◆ **EXERCISE 1**
From the article, extract the passage starting at "Let's take a" and ending at "looks like below.", word for word.

◆ **ARTICLE**
These `command_1/2` can be any command, as long as they produce output data stream.

Let's take a look at this with super simple files and commands.

## Data
We'll be using online customer review data from Japan and France, which are part of [amazon customer reviews dataset](https://s3.amazonaws.com/amazon-reviews-pds/readme.html), which looks like below.

◆ **MATERIAL SUPPLIED**

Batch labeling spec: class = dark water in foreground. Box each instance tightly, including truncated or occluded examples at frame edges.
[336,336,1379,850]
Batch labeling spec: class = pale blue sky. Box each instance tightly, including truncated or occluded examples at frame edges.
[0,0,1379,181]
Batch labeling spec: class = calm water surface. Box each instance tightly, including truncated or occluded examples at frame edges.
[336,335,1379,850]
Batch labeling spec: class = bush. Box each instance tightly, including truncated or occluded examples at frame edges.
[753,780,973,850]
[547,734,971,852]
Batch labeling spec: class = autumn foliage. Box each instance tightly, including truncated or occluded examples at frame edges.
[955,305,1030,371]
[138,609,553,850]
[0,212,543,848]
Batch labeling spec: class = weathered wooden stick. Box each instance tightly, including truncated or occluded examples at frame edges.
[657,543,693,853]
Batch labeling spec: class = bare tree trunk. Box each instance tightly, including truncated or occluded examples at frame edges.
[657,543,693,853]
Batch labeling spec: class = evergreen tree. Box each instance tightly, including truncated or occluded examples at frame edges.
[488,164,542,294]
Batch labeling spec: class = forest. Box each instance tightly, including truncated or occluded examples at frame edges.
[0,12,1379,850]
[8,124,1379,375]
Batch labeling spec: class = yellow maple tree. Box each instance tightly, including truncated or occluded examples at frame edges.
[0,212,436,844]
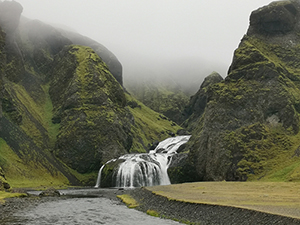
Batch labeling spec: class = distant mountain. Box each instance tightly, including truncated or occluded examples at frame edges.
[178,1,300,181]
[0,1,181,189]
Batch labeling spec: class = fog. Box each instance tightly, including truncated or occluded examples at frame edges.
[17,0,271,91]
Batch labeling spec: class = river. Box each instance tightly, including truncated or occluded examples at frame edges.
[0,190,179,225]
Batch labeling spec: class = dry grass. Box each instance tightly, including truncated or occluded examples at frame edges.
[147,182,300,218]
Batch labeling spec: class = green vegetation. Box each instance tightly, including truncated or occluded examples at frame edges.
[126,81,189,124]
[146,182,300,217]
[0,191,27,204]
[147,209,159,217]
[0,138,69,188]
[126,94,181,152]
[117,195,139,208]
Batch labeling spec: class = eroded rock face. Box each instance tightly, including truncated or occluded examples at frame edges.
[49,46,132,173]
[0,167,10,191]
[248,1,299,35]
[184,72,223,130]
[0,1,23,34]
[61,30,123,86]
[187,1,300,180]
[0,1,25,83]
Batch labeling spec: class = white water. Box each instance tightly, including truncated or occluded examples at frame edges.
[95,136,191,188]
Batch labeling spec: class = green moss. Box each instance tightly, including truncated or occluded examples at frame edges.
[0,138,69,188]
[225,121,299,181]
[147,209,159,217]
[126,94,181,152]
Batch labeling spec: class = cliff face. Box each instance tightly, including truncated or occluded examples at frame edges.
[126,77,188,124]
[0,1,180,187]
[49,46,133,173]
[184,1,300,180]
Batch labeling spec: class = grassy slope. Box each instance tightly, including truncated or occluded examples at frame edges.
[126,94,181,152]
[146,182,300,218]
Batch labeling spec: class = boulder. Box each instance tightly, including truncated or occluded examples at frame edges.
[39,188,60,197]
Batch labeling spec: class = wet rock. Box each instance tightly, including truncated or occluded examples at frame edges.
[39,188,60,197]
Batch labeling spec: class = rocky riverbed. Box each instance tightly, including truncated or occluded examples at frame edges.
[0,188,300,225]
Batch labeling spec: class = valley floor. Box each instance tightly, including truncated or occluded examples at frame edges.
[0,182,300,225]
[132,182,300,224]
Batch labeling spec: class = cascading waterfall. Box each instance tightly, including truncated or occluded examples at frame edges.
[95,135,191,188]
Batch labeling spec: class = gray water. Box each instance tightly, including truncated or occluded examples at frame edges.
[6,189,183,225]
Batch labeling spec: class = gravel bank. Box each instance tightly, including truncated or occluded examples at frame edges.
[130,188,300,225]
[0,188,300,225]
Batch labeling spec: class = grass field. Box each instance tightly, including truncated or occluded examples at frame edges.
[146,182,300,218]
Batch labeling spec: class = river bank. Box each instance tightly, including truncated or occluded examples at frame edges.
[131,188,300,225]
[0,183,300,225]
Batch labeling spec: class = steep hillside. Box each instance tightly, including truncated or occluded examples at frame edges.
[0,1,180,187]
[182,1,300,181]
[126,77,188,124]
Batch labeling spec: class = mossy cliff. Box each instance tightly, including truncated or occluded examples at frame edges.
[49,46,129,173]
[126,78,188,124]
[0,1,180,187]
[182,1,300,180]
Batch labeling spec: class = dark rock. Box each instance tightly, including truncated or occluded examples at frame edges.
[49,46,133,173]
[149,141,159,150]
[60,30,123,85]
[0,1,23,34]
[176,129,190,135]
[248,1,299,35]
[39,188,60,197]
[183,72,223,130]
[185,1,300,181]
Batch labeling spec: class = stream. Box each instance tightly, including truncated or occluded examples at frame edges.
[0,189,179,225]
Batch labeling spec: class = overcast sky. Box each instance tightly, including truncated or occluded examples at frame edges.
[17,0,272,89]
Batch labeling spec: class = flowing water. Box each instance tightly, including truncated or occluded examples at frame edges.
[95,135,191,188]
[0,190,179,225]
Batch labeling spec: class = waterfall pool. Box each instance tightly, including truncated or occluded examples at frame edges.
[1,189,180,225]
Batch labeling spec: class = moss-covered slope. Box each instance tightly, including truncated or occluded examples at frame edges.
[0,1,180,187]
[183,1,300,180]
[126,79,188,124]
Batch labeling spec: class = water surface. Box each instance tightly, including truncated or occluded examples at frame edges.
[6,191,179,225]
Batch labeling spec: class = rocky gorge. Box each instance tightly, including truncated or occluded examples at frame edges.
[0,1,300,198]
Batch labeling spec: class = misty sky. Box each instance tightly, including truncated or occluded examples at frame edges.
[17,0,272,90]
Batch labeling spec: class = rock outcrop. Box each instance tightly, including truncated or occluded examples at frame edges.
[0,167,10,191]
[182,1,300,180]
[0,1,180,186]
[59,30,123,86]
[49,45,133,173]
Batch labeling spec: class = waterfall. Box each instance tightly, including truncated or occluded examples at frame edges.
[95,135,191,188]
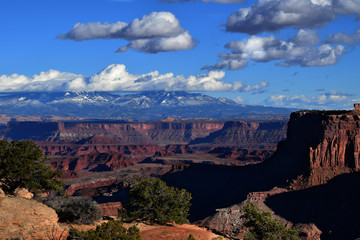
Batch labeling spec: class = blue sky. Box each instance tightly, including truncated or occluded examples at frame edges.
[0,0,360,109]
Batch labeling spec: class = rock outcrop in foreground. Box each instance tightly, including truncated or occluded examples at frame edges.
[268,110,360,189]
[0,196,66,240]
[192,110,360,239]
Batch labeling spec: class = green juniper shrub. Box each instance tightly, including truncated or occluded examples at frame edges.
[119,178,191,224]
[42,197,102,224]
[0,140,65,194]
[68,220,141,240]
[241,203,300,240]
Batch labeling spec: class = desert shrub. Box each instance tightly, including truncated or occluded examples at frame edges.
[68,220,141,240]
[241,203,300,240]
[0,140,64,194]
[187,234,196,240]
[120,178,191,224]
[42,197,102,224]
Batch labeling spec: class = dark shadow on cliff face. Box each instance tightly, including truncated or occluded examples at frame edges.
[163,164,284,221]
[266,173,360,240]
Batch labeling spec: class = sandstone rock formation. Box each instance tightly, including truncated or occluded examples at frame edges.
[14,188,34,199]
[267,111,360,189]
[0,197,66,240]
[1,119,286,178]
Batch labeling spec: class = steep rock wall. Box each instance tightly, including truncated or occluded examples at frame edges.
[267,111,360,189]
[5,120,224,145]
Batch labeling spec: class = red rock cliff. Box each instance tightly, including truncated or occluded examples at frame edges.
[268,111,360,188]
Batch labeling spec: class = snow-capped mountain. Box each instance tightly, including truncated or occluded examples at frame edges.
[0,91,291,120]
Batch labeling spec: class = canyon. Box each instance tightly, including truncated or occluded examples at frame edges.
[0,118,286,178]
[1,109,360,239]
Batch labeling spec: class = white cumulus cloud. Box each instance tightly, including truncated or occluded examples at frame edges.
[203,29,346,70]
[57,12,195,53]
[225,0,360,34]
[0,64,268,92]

--

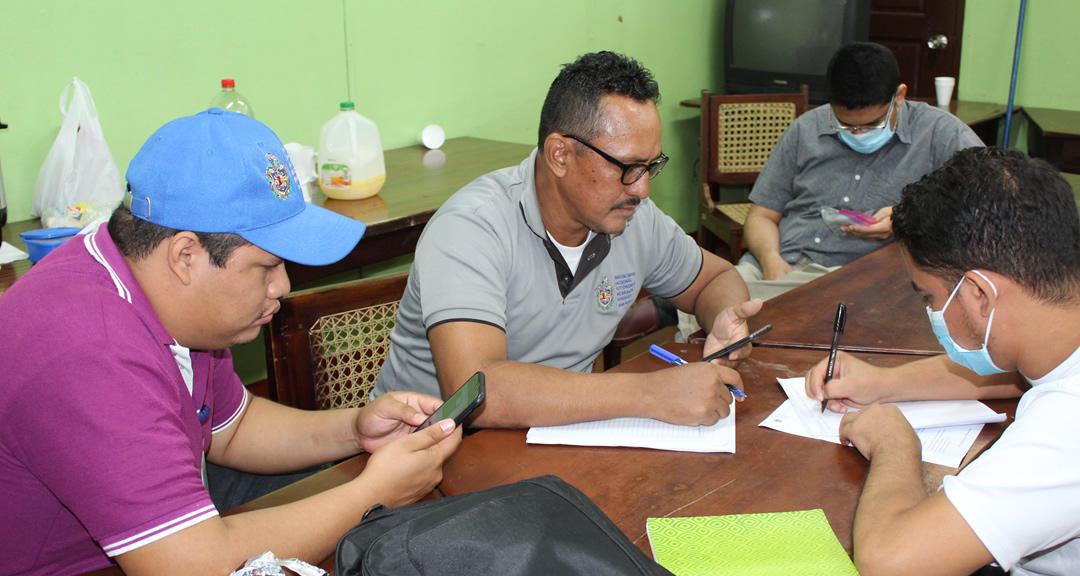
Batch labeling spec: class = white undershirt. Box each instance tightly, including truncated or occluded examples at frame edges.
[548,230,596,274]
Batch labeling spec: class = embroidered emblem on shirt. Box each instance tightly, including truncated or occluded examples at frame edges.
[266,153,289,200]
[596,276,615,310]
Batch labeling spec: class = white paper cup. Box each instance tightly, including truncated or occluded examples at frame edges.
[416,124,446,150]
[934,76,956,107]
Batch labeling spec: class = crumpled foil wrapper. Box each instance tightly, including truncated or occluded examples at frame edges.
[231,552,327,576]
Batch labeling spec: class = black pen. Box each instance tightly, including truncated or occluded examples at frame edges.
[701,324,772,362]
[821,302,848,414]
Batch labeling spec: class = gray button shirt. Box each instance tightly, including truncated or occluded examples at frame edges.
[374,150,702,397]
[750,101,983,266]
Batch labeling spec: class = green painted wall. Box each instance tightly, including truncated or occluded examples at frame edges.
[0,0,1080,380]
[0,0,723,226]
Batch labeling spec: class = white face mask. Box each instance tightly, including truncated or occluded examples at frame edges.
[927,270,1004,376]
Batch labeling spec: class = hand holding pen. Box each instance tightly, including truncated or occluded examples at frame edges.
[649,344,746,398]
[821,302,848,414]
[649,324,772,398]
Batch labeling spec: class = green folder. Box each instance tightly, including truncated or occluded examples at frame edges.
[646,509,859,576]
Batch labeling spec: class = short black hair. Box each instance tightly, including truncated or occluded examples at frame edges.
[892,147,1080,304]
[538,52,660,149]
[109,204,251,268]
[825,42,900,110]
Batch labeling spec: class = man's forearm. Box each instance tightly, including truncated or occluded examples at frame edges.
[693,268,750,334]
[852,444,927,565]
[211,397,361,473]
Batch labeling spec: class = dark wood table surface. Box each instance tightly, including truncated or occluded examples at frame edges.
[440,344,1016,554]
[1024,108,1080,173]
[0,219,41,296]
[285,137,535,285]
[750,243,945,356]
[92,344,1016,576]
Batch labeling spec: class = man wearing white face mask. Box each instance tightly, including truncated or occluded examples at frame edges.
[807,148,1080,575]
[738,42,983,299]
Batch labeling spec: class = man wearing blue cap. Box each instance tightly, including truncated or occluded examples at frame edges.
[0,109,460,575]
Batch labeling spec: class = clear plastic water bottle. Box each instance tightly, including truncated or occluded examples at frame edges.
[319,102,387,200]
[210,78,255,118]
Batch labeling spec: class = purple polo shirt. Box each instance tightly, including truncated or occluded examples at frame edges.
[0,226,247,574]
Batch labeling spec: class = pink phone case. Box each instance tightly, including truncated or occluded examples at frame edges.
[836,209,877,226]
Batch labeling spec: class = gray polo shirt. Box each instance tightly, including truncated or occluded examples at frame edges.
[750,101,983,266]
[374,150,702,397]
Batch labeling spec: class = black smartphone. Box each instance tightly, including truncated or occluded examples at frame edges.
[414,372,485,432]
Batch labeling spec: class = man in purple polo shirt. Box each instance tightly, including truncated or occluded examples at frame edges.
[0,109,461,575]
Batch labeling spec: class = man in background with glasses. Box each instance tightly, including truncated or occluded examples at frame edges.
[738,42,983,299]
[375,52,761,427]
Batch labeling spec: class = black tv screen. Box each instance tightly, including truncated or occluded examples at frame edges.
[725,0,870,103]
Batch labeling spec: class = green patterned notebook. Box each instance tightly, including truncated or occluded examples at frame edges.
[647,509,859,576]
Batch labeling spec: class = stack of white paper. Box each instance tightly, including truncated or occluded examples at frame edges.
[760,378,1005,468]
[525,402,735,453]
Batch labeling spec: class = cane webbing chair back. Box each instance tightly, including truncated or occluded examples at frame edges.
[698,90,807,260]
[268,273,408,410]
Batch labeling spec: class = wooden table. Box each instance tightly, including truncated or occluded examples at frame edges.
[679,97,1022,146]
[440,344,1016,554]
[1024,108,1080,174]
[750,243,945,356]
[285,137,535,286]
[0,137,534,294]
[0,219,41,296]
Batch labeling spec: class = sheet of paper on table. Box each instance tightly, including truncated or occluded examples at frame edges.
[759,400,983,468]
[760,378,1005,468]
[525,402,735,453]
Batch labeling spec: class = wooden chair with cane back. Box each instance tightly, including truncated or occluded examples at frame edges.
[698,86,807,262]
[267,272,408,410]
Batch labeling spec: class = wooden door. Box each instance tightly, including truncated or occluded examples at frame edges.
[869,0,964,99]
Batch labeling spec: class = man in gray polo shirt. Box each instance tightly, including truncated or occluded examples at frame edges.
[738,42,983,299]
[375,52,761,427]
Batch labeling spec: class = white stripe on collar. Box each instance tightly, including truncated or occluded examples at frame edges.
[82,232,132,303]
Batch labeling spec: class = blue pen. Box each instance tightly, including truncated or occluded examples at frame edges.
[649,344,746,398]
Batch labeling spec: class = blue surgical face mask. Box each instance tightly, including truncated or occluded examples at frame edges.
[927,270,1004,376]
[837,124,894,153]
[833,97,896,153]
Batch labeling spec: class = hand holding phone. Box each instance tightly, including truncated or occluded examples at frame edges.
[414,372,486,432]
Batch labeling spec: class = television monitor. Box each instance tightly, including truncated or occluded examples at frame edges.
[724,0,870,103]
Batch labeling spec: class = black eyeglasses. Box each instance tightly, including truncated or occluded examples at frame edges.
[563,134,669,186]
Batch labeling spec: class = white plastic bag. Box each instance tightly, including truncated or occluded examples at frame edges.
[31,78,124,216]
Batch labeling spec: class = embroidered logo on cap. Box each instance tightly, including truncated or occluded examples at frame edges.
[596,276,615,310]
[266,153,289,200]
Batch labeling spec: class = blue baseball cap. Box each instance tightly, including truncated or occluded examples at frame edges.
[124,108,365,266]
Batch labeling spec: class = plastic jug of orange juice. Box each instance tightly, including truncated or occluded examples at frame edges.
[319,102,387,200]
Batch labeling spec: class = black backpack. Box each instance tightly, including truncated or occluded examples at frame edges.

◆ **EXERCISE 2**
Copy the lines of the entries starting at the line that contains "Batch labeling spec: class = man wearing blue" and ending at the line that contains "[414,372,485,432]", including both of those lines, with no changes.

◆ **FULL RESPONSE 1**
Let's take a look at this with super simple files and commands.

## Data
We'll be using online customer review data from Japan and France, which are part of [amazon customer reviews dataset](https://s3.amazonaws.com/amazon-reviews-pds/readme.html), which looks like below.

◆ **FULL RESPONSE 2**
Batch labeling spec: class = man wearing blue cap. Box each instance tightly, including truncated or occluded examples at frame edges.
[0,109,460,575]
Batch labeling spec: class = clear plastic water bottle. Box each instance tightly, including truncated or occluded examples at frame edges.
[319,102,387,200]
[210,78,255,118]
Batch labeling spec: class = purple polo shirt. Box each instance tightly, including truncated or occluded examples at frame edges.
[0,226,247,574]
Batch labeling spec: class = pink phone case. Box each instance tightly, including truncated or occluded examples at frame edges.
[836,209,877,226]
Batch labeling spec: class = gray polo shirt. Box each instance tightly, including truncated or occluded examples at frame edges.
[750,101,983,266]
[374,150,702,397]
Batch labeling spec: class = black smartphone. Box each instance tightly, including truncated or occluded examples at frame edges.
[414,372,485,432]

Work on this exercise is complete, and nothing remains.